| TASK PROMPT |
Your answer must be an exact copy of the entries, containing no images.

| DATA SHOWN |
'''
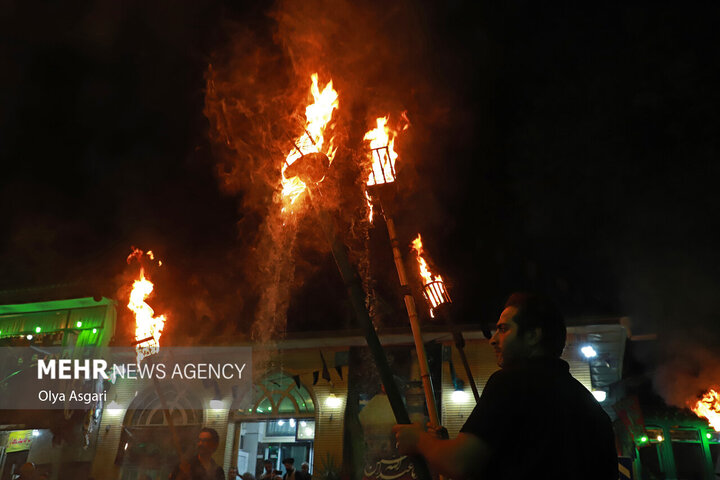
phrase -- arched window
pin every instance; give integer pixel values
(146, 409)
(278, 395)
(146, 444)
'''
| SOLUTION TO THIS EXERCISE |
phrase -- arched window
pin every instance; give integer pixel values
(146, 409)
(278, 395)
(146, 444)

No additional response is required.